====== Dataset excerpts

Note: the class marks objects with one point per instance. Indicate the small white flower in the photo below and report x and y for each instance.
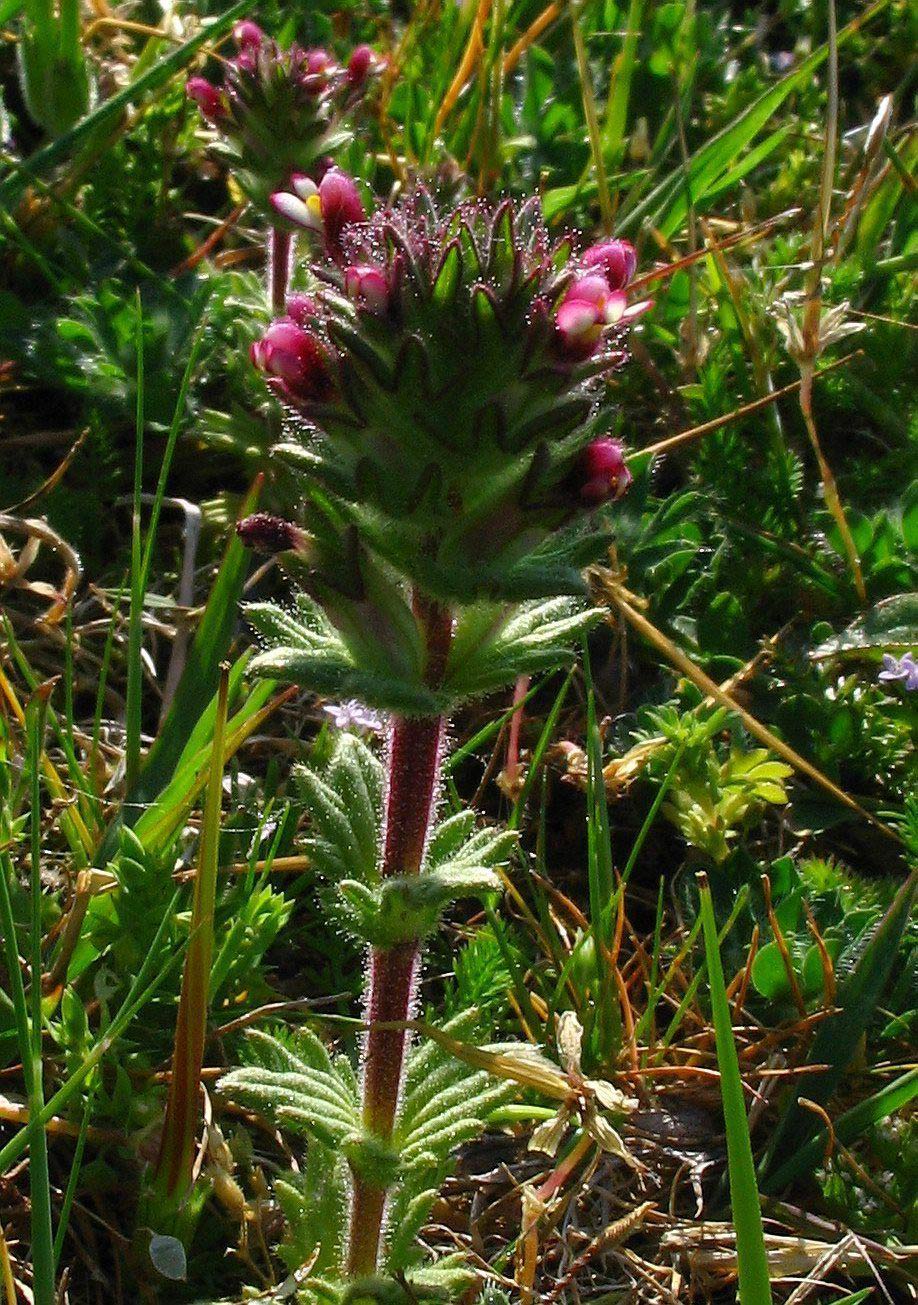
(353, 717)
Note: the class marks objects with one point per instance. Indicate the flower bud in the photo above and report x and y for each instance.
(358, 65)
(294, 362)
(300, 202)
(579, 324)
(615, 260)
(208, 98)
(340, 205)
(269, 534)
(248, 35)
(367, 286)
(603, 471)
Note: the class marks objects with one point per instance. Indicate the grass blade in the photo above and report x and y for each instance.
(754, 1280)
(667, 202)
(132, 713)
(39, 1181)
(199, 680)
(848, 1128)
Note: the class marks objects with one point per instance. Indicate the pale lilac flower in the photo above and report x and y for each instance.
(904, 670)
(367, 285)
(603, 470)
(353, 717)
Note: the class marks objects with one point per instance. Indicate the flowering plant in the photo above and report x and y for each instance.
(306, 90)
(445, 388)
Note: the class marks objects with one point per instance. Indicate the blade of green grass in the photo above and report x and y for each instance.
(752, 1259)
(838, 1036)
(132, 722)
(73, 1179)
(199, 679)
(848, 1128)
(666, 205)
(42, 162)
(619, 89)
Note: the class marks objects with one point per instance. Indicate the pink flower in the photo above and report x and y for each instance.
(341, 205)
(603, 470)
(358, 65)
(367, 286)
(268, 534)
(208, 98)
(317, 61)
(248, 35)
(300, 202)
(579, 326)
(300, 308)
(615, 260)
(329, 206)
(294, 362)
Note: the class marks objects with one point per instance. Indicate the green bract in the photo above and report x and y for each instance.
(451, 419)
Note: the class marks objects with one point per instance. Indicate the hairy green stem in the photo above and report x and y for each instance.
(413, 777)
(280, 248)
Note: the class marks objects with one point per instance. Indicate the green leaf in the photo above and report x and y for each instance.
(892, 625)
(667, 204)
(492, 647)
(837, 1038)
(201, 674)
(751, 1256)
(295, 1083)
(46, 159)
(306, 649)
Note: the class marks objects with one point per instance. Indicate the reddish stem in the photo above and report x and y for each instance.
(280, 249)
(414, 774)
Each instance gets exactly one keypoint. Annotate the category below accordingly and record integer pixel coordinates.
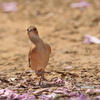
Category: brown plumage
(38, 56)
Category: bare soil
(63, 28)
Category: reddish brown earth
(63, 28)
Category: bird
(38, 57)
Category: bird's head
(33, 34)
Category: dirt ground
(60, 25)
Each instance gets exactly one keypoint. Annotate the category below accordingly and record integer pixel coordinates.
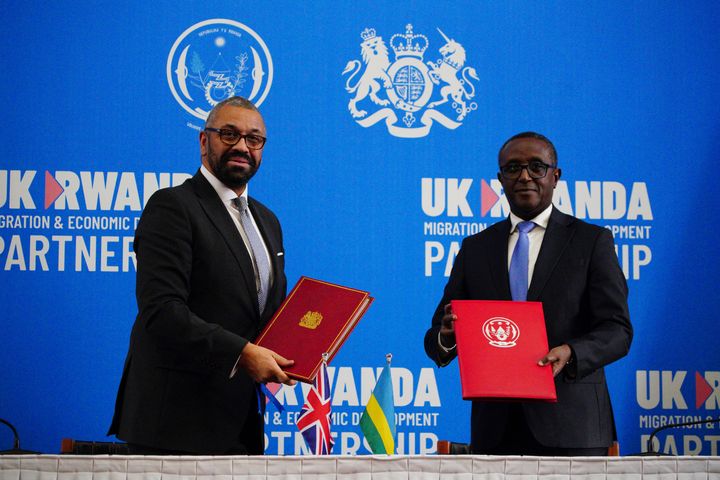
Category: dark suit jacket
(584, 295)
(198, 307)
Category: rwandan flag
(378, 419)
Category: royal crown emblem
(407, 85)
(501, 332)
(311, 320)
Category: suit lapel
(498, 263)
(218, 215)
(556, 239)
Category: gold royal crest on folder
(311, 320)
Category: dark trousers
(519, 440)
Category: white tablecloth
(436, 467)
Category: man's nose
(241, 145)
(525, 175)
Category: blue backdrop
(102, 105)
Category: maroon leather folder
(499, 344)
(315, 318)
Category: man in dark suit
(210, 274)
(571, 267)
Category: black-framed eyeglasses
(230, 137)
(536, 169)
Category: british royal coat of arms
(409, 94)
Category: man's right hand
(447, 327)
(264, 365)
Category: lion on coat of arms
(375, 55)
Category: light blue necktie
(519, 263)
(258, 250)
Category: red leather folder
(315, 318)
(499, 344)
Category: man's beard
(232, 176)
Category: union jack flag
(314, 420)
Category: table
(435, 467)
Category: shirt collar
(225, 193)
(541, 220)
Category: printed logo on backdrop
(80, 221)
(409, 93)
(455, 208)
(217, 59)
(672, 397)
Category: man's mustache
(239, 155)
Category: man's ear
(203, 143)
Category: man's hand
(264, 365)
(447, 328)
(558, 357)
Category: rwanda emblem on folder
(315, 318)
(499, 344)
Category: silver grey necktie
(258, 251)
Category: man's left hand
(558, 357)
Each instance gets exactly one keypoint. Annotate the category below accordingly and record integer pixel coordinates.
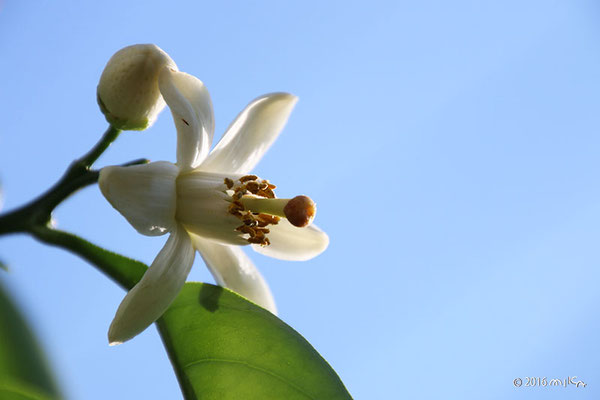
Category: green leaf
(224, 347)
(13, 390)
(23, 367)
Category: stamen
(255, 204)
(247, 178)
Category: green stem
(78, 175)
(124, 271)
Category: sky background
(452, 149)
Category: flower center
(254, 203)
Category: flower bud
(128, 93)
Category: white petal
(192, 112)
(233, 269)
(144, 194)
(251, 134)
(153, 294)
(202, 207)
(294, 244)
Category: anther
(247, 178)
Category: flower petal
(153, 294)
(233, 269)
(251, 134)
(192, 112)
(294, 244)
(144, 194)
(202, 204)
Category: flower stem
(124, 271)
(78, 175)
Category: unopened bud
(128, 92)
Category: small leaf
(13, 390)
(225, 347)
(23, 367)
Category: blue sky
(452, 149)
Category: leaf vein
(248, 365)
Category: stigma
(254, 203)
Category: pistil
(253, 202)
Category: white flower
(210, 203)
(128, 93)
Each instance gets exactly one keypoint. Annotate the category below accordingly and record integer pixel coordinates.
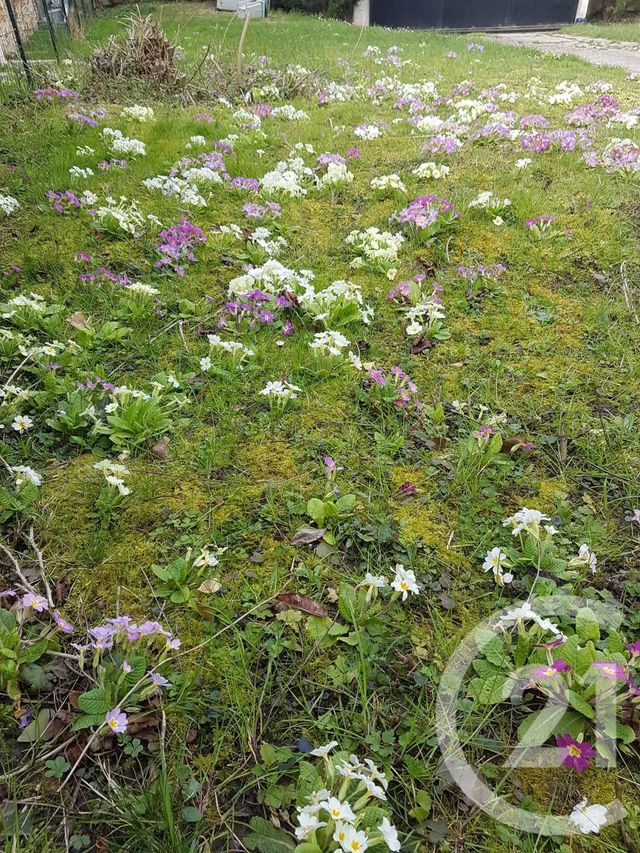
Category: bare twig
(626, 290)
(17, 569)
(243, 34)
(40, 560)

============

Any pictures should be dropped; transcribe the rest of the records above exactly.

Task output:
Note: the class marks objects with one point per instance. Indicate the small white flower in the photo below and report x and y for each instance.
(353, 717)
Note: the class marks objects with one point per instance. Indicate the flower bud in the photo above and report x and y for each instance.
(358, 65)
(294, 362)
(300, 202)
(579, 324)
(615, 260)
(208, 98)
(340, 205)
(269, 534)
(248, 35)
(367, 286)
(603, 471)
Note: the class marks objects with one point per instance. Indicate the grass blade in the photo above and report x and y for each instance.
(754, 1280)
(667, 202)
(132, 713)
(39, 1181)
(199, 680)
(848, 1128)
Note: the class marks objects with one point per instance. Indicate the pale lilac flower in the photo above and report x and y for each instance.
(904, 670)
(367, 285)
(603, 470)
(353, 717)
Note: the class marks objects with one point per instance. Indicate the flowering plant in the photo above and report x and y for each instance.
(306, 90)
(445, 388)
Note: the class marks objects with one point per instance. Indicate the blade of green grass in the photo above and report x and y for each instance.
(752, 1259)
(838, 1036)
(132, 722)
(73, 1179)
(199, 679)
(848, 1128)
(666, 205)
(42, 162)
(619, 89)
Note: the class marks objects with one point per instance. Indicate the pink flower in the photo above and report x and y for each instance.
(341, 205)
(603, 470)
(358, 65)
(367, 286)
(268, 534)
(208, 98)
(317, 61)
(248, 35)
(300, 202)
(579, 326)
(300, 308)
(615, 260)
(329, 206)
(294, 362)
Note: the class marks objects with one point per instance. Indicate the green bract in the photo above and report x and y for each instance.
(451, 419)
Note: the class marks objects with one point per instance. Indicate the hairy green stem in the photo above and report x and y for each instance.
(413, 777)
(280, 248)
Note: the class marks objects with one point per instance. Indicate the green leaf in the photo above and report x and y for each instance.
(892, 625)
(667, 204)
(492, 647)
(837, 1038)
(201, 674)
(751, 1256)
(295, 1083)
(46, 159)
(306, 649)
Note: the class marks objects with one point per instance. Indicate the reddish stem in the photo above and report x and y for each instance.
(280, 249)
(414, 774)
Each instance gets exactly one keypoint. Annotate the category below accordingly and record integer pixel coordinates.
Category: brown plumage
(38, 56)
Category: bare soil
(63, 28)
Category: reddish brown earth
(63, 28)
Category: bird
(38, 57)
Category: bird's head
(33, 34)
Category: dirt ground
(60, 25)
Each instance gets exactly one keypoint. Annotate the category below accordingly and record integer pixel coordinates.
Category: dark suit jacket
(584, 295)
(198, 307)
Category: rwandan flag
(378, 419)
Category: royal crown emblem
(407, 85)
(501, 332)
(311, 320)
Category: suit lapel
(498, 263)
(218, 215)
(556, 239)
Category: gold royal crest on folder
(311, 320)
Category: dark trousers
(519, 440)
Category: white tablecloth
(436, 467)
Category: man's nose
(241, 145)
(525, 175)
Category: blue backdrop
(102, 105)
Category: maroon leather folder
(499, 344)
(315, 318)
Category: man in dark suit
(210, 274)
(571, 267)
Category: black-framed eyeglasses
(230, 137)
(536, 169)
Category: british royal coat of arms
(409, 94)
Category: man's right hand
(447, 327)
(264, 365)
Category: lion on coat of arms
(375, 55)
Category: light blue necktie
(519, 263)
(258, 250)
Category: red leather folder
(315, 318)
(499, 344)
Category: man's beard
(232, 176)
Category: union jack flag
(314, 420)
Category: table
(435, 467)
Category: shirt collar
(225, 193)
(541, 220)
Category: printed logo on backdrop
(80, 221)
(409, 93)
(455, 208)
(217, 59)
(672, 397)
Category: man's mustache
(239, 155)
Category: man's ear
(203, 143)
Category: man's hand
(264, 365)
(447, 328)
(558, 357)
Category: rwanda emblem on folder
(315, 318)
(499, 344)
Category: silver grey necktie
(258, 251)
Category: man's left hand
(558, 357)
Each instance gets exactly one keypoint. Annotate the category below accordingly and record integer pixel coordinates.
Category: green leaf
(224, 347)
(13, 390)
(23, 367)
Category: stamen
(255, 204)
(247, 178)
Category: green stem
(78, 175)
(124, 271)
Category: sky background
(452, 149)
Category: flower center
(254, 203)
Category: flower bud
(128, 93)
Category: white petal
(192, 112)
(233, 269)
(144, 194)
(251, 134)
(153, 294)
(202, 207)
(294, 244)
Category: anther
(247, 178)
Category: flower petal
(153, 294)
(233, 269)
(251, 134)
(192, 112)
(294, 244)
(144, 194)
(202, 204)
Category: flower stem
(124, 271)
(78, 175)
Category: unopened bud
(128, 92)
Category: small leaf
(13, 390)
(225, 347)
(23, 367)
Category: blue sky
(452, 149)
Category: leaf vein
(248, 365)
Category: stigma
(254, 203)
Category: pistil
(253, 202)
Category: white flower
(210, 203)
(128, 93)
Each instance gets exactly one keypoint. Annotate the category below accordingly and record integer pixel coordinates.
Category: bare twig
(626, 290)
(17, 569)
(243, 34)
(40, 560)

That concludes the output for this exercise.